(Problem to solve) Set down, word for word, the stretch of lines from the one containing "Shelf-audit tagging: put a marker on every instance of the hand" to the end of the records below.

(Stored data)
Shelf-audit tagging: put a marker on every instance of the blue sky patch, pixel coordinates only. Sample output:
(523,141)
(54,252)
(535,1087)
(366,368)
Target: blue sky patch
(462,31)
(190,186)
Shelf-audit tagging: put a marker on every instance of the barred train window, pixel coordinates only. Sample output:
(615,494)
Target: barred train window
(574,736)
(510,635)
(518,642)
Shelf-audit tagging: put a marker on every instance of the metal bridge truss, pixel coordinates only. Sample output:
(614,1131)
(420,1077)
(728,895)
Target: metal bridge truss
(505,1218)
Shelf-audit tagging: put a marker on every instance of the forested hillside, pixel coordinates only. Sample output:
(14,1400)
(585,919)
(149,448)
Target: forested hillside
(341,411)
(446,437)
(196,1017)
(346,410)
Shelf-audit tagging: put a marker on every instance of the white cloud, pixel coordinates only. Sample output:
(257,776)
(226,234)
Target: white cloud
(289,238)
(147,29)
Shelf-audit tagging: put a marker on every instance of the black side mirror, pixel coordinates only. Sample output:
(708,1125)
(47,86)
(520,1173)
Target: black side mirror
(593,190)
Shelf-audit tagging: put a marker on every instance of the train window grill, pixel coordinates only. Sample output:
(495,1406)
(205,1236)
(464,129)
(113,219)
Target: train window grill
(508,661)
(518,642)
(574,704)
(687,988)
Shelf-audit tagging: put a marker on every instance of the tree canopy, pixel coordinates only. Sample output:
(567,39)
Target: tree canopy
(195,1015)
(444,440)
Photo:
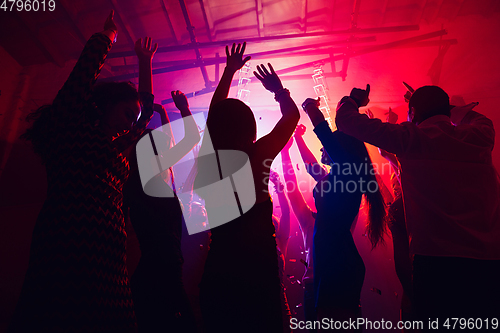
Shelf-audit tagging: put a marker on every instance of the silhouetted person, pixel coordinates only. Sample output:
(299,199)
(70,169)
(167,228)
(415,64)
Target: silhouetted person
(304,214)
(397,224)
(77,277)
(240,288)
(339,270)
(451,199)
(161,303)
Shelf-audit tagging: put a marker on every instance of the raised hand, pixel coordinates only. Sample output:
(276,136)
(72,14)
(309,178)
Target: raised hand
(300,130)
(180,100)
(144,51)
(235,60)
(109,24)
(288,145)
(392,117)
(361,96)
(312,101)
(269,79)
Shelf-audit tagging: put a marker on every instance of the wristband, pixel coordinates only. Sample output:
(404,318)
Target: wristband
(280,93)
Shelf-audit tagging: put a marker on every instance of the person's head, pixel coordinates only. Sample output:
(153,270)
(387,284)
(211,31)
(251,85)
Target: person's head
(231,125)
(325,158)
(118,105)
(426,102)
(198,214)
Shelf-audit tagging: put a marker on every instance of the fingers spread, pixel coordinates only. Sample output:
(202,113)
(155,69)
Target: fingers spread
(261,72)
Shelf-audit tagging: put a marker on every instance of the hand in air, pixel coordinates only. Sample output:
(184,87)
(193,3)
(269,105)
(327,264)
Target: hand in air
(288,144)
(269,79)
(275,179)
(235,60)
(145,51)
(300,130)
(311,101)
(109,24)
(180,100)
(361,96)
(392,117)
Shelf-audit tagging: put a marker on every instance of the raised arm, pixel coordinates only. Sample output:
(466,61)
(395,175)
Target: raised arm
(299,204)
(165,122)
(330,141)
(234,62)
(75,93)
(283,233)
(312,166)
(271,144)
(391,137)
(145,52)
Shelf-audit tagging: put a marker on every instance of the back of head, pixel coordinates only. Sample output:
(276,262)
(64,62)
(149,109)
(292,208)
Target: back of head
(429,101)
(376,214)
(231,125)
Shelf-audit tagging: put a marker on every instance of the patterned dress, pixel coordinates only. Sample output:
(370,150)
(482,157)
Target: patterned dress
(77,279)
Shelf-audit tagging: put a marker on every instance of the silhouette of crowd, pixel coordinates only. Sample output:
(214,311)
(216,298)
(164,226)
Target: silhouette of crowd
(443,213)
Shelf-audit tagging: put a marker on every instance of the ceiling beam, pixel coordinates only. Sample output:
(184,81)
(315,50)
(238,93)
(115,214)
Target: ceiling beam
(169,22)
(260,17)
(187,64)
(381,47)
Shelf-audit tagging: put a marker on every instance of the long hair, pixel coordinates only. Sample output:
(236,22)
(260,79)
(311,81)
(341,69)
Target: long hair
(103,96)
(375,205)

(Result for this exercise)
Shelf-audit tagging: put a marker on every instance of the hand in air, pixel coordinates only. Sample output:
(184,87)
(193,3)
(269,105)
(327,264)
Target: hand in air
(288,144)
(269,79)
(275,179)
(235,60)
(145,51)
(300,130)
(311,101)
(109,24)
(180,100)
(361,96)
(392,117)
Shelf-audit tagging: put a marker on every instance of the raised arm, pixel coordinates only. Sample output:
(466,61)
(395,175)
Target: raised arm
(299,204)
(165,122)
(330,141)
(234,62)
(75,93)
(283,233)
(312,166)
(271,144)
(391,137)
(145,52)
Shelf-audit tagging: put a marker on every instance of the back of head, pixel coordinates only. Sample output:
(276,262)
(64,62)
(149,109)
(292,208)
Target: back of head
(429,101)
(376,214)
(231,125)
Shelf-audit tagging: put a marker on every instance of the patterned dress, pixel coordinates only. Sample output:
(370,150)
(482,157)
Target: patterned dress
(77,279)
Shelf-audit tagging: put a marker on every instance of the silhouette of crowd, pixel coordinates only. Sample output:
(214,311)
(216,298)
(164,226)
Target: silhouette of crowd
(443,213)
Shelf-audit tagging: put a marker on every instance of the ceiling beam, pixel coordinates only. Sample output:
(184,81)
(315,50)
(238,93)
(115,214)
Target: ceiling beam
(169,22)
(260,17)
(187,64)
(381,47)
Shelf-audit tagging: put a marker on every instance of the long hair, pixel coordinates only. Sample output:
(236,22)
(260,79)
(311,81)
(341,69)
Target: long hair
(103,96)
(375,205)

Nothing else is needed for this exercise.